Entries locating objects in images
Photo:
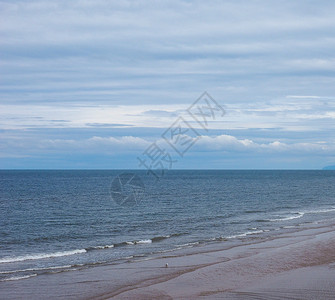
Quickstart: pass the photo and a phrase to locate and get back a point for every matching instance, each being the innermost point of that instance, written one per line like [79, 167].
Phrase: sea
[60, 220]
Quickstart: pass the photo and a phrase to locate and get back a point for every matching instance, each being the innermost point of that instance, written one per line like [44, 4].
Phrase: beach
[299, 264]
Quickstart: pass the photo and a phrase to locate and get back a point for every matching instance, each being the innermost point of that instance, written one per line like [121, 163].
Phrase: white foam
[104, 247]
[41, 256]
[290, 217]
[320, 211]
[19, 277]
[245, 234]
[36, 269]
[148, 241]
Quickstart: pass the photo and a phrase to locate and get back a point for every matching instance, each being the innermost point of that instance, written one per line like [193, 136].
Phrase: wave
[41, 256]
[318, 211]
[245, 234]
[19, 277]
[289, 217]
[155, 239]
[37, 269]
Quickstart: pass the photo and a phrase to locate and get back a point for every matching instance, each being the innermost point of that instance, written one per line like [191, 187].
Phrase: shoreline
[301, 263]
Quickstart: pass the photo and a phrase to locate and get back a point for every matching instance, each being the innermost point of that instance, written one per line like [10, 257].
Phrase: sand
[293, 265]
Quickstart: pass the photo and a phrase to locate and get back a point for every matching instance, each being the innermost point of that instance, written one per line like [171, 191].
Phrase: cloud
[103, 65]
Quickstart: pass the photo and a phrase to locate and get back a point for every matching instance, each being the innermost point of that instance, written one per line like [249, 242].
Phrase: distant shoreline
[286, 265]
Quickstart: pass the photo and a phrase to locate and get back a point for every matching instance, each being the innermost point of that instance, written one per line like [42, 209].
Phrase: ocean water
[54, 221]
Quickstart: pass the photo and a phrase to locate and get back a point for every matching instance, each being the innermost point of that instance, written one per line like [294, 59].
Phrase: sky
[96, 84]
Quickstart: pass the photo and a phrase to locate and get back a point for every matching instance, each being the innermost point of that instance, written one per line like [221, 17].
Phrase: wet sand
[296, 265]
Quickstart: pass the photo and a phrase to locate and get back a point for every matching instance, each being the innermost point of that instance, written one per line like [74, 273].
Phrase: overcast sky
[92, 84]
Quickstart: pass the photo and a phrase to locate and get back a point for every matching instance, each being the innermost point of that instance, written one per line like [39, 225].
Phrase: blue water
[52, 221]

→ **What you are asked to do**:
Express the records above as a JSON list of strings with one string per line, omitting blank lines. Leave the pictures out of the answer.

→ **Response for this exercise**:
[
  "Photo:",
  "Quickstart: pass the photo and a phrase to locate and get back a point for every matching instance, each being the innermost point of that instance, written one per line like [79, 167].",
  "Phrase: sea",
  "[60, 220]",
  "Quickstart: pass the photo and a phrase to locate and get back a point for every matching instance, each being the innermost point of that instance, written one per line like [44, 4].",
  "Phrase: beach",
  "[299, 264]",
  "Quickstart: pass the photo and a phrase to locate and get back a point for every matching instance, each being the innermost point of that instance, written one per line like [121, 163].",
  "Phrase: white foam",
  "[104, 247]",
  "[41, 256]",
  "[290, 217]",
  "[320, 211]",
  "[19, 277]",
  "[245, 234]",
  "[36, 269]",
  "[148, 241]",
  "Quickstart: pass the photo and a phrase to locate and get back a point for every matching instance, each being the innermost point of that instance, written one per line like [193, 136].",
  "Phrase: wave",
  "[41, 256]",
  "[318, 211]",
  "[245, 234]",
  "[19, 277]",
  "[289, 217]",
  "[155, 239]",
  "[37, 269]",
  "Quickstart: pass the photo and a phrase to locate and get back a point for every matching instance, each being the innermost point of that instance, written one per line like [191, 187].",
  "Phrase: shoreline",
  "[301, 263]",
  "Quickstart: pass the photo and a phrase to locate and get back a point for every matching instance, each being the innermost point of that instance, written one per line like [10, 257].",
  "Phrase: sand",
  "[293, 265]",
  "Quickstart: pass the photo and a phrase to locate and get back a point for every matching instance, each being the innermost point of that instance, written one per line like [171, 191].",
  "Phrase: cloud",
  "[103, 65]",
  "Quickstart: pass the photo and a phrase to locate and get back a point for every matching instance, each being the innermost point of that instance, written one per line like [249, 242].",
  "Phrase: distant shoreline",
  "[286, 265]",
  "Quickstart: pass the photo and a phrase to locate and get back a point for every matching instance, each being the innermost point of that instance, written one per line like [42, 209].",
  "Phrase: ocean water",
  "[54, 221]",
  "Quickstart: pass the photo and a phrase to locate and get back a point for every matching instance, each being the innermost point of that instance, written one per line like [294, 59].",
  "Phrase: sky",
  "[96, 84]",
  "Quickstart: pass the photo and a phrase to locate and get back a point for every matching instance, each being the innermost point of that instance, written one per line like [221, 17].",
  "Phrase: wet sand",
  "[296, 265]",
  "Quickstart: pass the photo and a phrase to locate and get back a point for every matching instance, each being the innermost point of that instance, written one per line like [74, 273].",
  "Phrase: overcast sky",
  "[92, 84]",
  "Quickstart: pass the photo and a phrase to locate and get back a point for every matching instance, each being the innermost point of that instance, written one per line like [39, 225].",
  "Phrase: blue water",
  "[52, 221]"
]